> **Objectif de l'exercice**
Prolongez le compte rendu de la séance du Parlement libanais à partir de sa dernière phrase.

> **Extrait du document**
■ ■ ■ ■ ■ ■ ■
Ambiance bon enfant à la chambre Le parlement vote l'adhésion du Liban à la convention internationale sur la prise d'otages (photo)

Les premiers effets de la réconciliation Berry-Hariri se sont fait sentir durant la réunion parlementaire d’hier, la dernière de la session extraordinaire ouverte en été. La séance s’est déroulée dans un climat bon enfant jusqu’au moment où elle a été été levée de manière impromptue par le chef du Législatif, faute de quorum. Pour une fois, le gouvernement a été épargné, voire même ménagé par les parlementaires. Même les deux enfants terribles de la Chambre, Najah Wakim et Zaher Khatib, semblaient touchés par cette grâce inhabituelle qui planait hier sur l’Hémicycle. Les critiques à l’adresse de l’Exécutif des 14 députés — qui ont pris la parole dans la matinée — n’ont pas dépassé les remarques du style «peut mieux faire». Wakim demande que le gouvernement pose la question de confiance, mais personne ne prend cette demande au sérieux, d’autant que la séance prend fin sans qu’il ne revienne à la charge.\
C’est dire à quel point la nature des rapports Berry-Hariri conditionnent le déroulement des réunions parlementaires et à quel point le président de la Chambre peut en définitive influer sur les députés. La réunion d’hier l’a prouvé: dans certains cercles politiques, on répétait récemment que la convocation la semaine dernière, de cette réunion s’inscrivait dans le cadre du conflit entre les deux responsables et avait pour but de mettre le gouvernement, dont M. Berry contestait vigoureusement la gestion, sous le feu roulant des critiques des députés. Cette thèse semble plausible puisque les députés ont évité de s’attarder sur les sujets qui ont défrayé la chronique la semaine dernière tels que les taxes ou le gaspillage étatique. Plus encore, la séance s’est achevée alors que le Parlement n’avait voté qu’un seul texte de loi sur un total de dix inscrits à son ordre du jour et renvoyé deux autres en commissions. Le projet de loi approuvé autorise le gouvernement à adhérer à la convention internationale sur la prise d’otages, un texte qui tient particulièrement à cœur à l’Exécutif puisqu’il s’agit d’une des conditions qui avait été posée par Washington, dit-on, pour lever les restrictions imposées au voyage des Américains au Liban.
Comme il l’avait laissé entendre il y a quelques jours, M. Rafic Hariri n’a pas assisté à la séance de la matinée consacrée aux interventions des députés. Pour la plupart, ces derniers ont axé leurs brèves allocutions sur la crise socio-économique, dont ils ont attribué la responsabilité à la gestion gouvernementale et dans une moindre mesure à la dernière brouille entre les chefs du Parlement et du gouvernement.
■ ■ ■ ■ ■ ■ ■
> **Données présentées**
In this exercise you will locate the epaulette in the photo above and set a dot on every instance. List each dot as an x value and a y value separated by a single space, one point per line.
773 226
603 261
■ ■ ■ ■ ■ ■ ■
> **En réponse**
Premier à prendre la parole, M. Wakim évoque le rapport de l’Inspection centrale sur le gaspillage dans les ministères, sans s’attarder dessus puis conteste le décret autorisant les étrangers à acquérir des terrains au centre-ville. Il souligne aussi l’importance de la dette publique. Pour M. Wakim, l’avenir du Liban sur le double plan financier et économique s’annonce sombre. «Si une petite secousse politique a obligé la Banque centrale à jeter sur le marché monétaire des millions de dollars pour maintenir la valeur de la livre, qu’en sera-t-il avec une autre plus importante»? s’est-il interrogé avant d’estimer que de «graves dangers» guettent le pays et de demander que le gouvernement pose la question de confiance.
«Il a été prouvé aujourd’hui que la politique suivie par le chef du gouvernement et son pari sur sa personne sont tout à fait inopportun, parce qu’ils sont fondés sur la mentalité d’un entrepreneur qui n’agit que dans son propre intérêt», renchérit Zaher Khatib.
Alors qu’il énumère toutes les catégories politiques et sociales opposées, selon lui, à la méthode de travail de M. Hariri, le président de la Chambre l’interrompt. «Grand Dieu, il n’a laissé personne. Epargnez-nous cette énumération et dites-nous qui l’approuve». Apparemment, M. Khatib ne comprend pas la plaisanterie puisqu’il réplique vivement: «Sa cour et tous ceux qui profitent de son argent». Le député de l’Iklim el-Kharroub met en garde contre une politique fiscale qui pourrait entraîner des troubles sociaux, non sans avoir auparavant fait remarquer que le chef du gouvernement a fait un un mauvais pari en misant sur une paix régionale imminente. Pour lui aussi, «il est temps de changer le gouvernement et d’établir un plan de sauvetage national».
Son collègue Boutros Harb parvient, lui, à piquer au vif M. Berry en assimilant les quatre réunions de Baabda aux retrouvailles de la «troïka», enterrée comme on le sait depuis plusieurs mois par le chef du Législatif. Très diplomate, M. Harb commence par souligner le côté positif des entretiens, parrainés par le chef de l’Etat et qui ont mis fin à une brouille de trois semaines, entre MM. Berry et Hariri. «Pour la première fois, nous réglons nos problèmes au palais de Baabda et nous ne dérangeons pas nos frères Syriens». «Que Dieu vous garde», rétorque M. Berry. Le député poursuit en se félicitant de la décision d’organiser les municipales, annoncée mardi soir par M. Berry dans le hall du palais de Baabda. «Je me demande toutefois ce qui a réellement plongé le pays récemment dans un climat de confrontation. Les médias parlent de conflit autour du projet de budget et des taxes mais les points annoncés mardi soir démontrent le contraire», a-t-il ajouté, estimant que l’accord Berry-Hariri sur les municipales, l’imposition d’un contrôle rigoureux sur les dépenses étatiques, l’application du principe de la rotation entre les communautés au niveau des administrations publiques... «n’engage en rien le Conseil des ministres ou le Parlement parce qu’il n’a aucune valeur constitutionnelle et légale». Et d’enchaîner: «Les projets annoncées à Baabda auraient dû être débattus dans le cadre des institutions et non pas entre les trois présidents. Vous aviez annoncé la mort de la «la troïka» mais nous avons besoin de savoir si elle l’est vraiment».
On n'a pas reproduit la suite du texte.